SOURCE PASSAGE →
........
From a laboratory and benchmarking perspective, the RFC 2544 methodology is an ideal tool for automated measurement and reporting. From a service turn-up and troubleshooting perspective, RFC 2544, although acceptable and valid, does have some drawbacks:
- Service providers are shifting from only providing Ethernet pipes to enabling services. Networks must support multiple services from multiple customers, and each service has its own performance requirements that must be met even under full load conditions and with all services being processed simultaneously. RFC 2544 was designed as a performance tool with a focus on a single stream to measure maximum performance of a DUT or network under test and was never intended for multiservice testing.
- With RFC 2544's focus on identifying the maximum performance of a device or network under test, the overall test time is variable and heavily depends on the quality of the link and subtest settings. RFC 2544 test cycles can easily require a few hours of testing. This is not an issue for lab testing or benchmarking, but becomes a serious issue for network operators with short service maintenance windows.
........
GIVEN TASK → Write what comes next in the passage on the drawbacks of RFC 2544, starting after its final sentence.
........
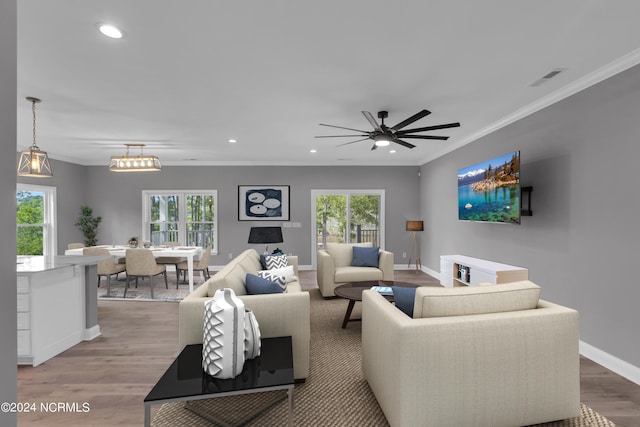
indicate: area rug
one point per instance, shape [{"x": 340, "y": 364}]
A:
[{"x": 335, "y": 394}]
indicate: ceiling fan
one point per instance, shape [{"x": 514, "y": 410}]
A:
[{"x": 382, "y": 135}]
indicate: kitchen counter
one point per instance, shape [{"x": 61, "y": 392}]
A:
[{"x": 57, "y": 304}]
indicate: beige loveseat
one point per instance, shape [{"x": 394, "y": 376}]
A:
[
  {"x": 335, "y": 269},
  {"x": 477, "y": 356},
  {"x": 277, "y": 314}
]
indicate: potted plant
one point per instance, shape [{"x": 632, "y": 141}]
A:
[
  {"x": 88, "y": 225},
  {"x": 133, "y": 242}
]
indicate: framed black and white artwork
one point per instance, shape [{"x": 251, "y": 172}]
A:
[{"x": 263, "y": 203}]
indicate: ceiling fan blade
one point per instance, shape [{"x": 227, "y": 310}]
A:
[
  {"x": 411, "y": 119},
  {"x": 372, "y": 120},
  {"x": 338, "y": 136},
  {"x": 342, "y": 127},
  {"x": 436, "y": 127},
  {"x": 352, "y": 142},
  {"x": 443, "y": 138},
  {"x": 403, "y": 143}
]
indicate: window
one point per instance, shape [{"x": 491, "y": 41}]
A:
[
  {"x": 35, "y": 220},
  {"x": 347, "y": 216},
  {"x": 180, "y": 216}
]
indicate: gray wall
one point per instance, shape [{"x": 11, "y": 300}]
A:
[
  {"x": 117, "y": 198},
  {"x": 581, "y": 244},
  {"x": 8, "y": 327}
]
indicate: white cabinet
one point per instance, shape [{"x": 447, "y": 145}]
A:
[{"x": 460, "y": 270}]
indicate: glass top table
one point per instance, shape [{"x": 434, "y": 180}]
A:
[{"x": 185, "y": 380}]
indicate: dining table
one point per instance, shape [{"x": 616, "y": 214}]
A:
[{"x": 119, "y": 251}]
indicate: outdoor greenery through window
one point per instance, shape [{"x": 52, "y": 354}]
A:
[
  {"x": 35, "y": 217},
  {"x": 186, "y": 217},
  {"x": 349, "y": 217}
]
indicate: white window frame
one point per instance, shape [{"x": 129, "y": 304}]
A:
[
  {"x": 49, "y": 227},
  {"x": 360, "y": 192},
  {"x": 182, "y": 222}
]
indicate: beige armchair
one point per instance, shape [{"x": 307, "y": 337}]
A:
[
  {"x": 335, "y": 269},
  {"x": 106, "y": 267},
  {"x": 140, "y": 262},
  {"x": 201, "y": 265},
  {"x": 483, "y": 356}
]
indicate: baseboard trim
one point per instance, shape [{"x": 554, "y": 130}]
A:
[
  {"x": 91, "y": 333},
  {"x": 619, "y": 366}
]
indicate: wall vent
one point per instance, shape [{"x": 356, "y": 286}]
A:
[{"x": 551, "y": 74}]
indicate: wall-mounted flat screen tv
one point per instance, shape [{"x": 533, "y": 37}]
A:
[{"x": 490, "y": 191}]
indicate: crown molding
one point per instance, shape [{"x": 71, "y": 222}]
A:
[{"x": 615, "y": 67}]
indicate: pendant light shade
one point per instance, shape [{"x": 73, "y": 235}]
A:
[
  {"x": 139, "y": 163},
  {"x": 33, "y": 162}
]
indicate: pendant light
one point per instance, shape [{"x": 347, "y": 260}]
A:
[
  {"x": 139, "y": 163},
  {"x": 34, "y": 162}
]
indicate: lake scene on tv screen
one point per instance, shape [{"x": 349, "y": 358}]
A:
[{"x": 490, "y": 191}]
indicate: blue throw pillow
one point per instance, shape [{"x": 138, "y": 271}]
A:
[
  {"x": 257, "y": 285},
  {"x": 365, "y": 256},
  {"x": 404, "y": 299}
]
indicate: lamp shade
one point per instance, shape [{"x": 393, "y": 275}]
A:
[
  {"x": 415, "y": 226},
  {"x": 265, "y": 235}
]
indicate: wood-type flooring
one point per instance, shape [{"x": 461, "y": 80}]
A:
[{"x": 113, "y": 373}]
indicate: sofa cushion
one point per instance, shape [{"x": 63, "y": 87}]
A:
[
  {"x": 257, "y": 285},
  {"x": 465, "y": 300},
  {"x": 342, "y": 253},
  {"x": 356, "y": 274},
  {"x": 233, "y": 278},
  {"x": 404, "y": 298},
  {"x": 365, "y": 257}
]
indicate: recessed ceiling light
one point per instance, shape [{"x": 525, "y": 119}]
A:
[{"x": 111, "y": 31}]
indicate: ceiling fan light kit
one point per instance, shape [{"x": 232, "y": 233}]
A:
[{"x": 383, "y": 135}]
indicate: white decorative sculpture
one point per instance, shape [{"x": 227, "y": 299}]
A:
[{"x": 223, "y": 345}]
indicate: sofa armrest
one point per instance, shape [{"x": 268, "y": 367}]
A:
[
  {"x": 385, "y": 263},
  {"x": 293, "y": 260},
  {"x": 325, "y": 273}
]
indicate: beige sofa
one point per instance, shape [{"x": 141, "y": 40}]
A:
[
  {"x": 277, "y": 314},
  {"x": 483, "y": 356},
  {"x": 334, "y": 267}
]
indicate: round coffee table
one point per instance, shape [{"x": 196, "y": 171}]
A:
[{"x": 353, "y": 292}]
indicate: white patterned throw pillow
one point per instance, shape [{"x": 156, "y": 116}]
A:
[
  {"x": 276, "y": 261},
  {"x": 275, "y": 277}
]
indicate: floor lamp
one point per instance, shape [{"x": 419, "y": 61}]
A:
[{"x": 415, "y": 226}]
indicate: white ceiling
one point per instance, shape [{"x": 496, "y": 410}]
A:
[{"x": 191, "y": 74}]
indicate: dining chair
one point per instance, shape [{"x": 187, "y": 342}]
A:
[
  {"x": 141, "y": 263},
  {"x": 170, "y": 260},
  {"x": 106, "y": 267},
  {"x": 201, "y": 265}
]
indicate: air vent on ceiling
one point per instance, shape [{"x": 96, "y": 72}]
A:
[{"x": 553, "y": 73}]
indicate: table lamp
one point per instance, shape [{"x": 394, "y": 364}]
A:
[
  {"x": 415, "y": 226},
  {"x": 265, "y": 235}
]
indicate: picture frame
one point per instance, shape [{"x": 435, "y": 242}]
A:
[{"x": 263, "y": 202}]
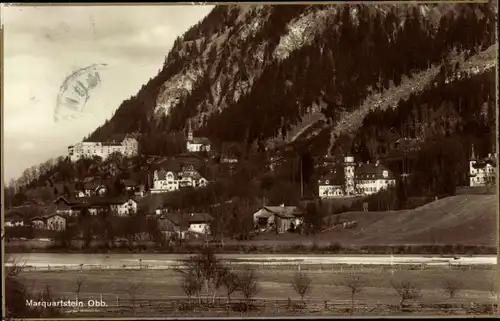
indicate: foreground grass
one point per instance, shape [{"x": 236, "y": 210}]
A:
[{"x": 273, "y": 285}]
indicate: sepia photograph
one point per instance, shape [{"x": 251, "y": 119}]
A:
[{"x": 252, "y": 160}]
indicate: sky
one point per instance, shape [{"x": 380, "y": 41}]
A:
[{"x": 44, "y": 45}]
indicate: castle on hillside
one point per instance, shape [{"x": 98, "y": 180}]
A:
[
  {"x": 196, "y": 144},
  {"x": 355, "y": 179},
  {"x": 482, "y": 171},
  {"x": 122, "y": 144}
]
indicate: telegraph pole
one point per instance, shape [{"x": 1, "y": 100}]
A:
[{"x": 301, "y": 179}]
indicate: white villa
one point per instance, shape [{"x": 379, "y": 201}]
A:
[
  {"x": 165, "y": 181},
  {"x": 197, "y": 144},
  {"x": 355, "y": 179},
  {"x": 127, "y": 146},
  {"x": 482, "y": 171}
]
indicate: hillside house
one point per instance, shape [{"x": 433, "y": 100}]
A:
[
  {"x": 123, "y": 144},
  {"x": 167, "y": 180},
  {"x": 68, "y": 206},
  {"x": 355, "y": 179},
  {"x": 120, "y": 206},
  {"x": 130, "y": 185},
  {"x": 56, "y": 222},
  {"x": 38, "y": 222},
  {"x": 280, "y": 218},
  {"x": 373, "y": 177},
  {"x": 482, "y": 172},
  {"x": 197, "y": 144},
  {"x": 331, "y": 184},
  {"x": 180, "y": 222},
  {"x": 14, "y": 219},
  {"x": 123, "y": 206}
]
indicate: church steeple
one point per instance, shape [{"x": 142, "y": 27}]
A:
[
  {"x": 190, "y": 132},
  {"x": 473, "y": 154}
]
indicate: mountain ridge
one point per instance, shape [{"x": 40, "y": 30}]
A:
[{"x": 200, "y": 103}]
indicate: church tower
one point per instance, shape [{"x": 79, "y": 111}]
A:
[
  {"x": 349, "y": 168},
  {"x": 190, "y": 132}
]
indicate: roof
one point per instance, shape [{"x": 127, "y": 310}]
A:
........
RESULT →
- Packet delay variation is a key performance indicator (KPI) for real-time services such as VoIP and Internet Protocol television (IPTV) and is not measured by the RFC 2544 methodology. Network operators that performed service testing with RFC 2544 typically must execute external packet jitter testing outside of RFC 2544 as this KPI was not defined or measured by the RFC.
- Testing is performed sequentially on one KPI after another. In today's multiservice environments, traffic is going to experience all KPIs at the same time, although throughput might be good, it can also be accompanied by very high latency due to buffering. Designed as a performance assessment tool, RFC 2544 measures each KPI individually through its subtest and therefore cannot immediately associate a very high latency with a good throughput, which should be cause for concern.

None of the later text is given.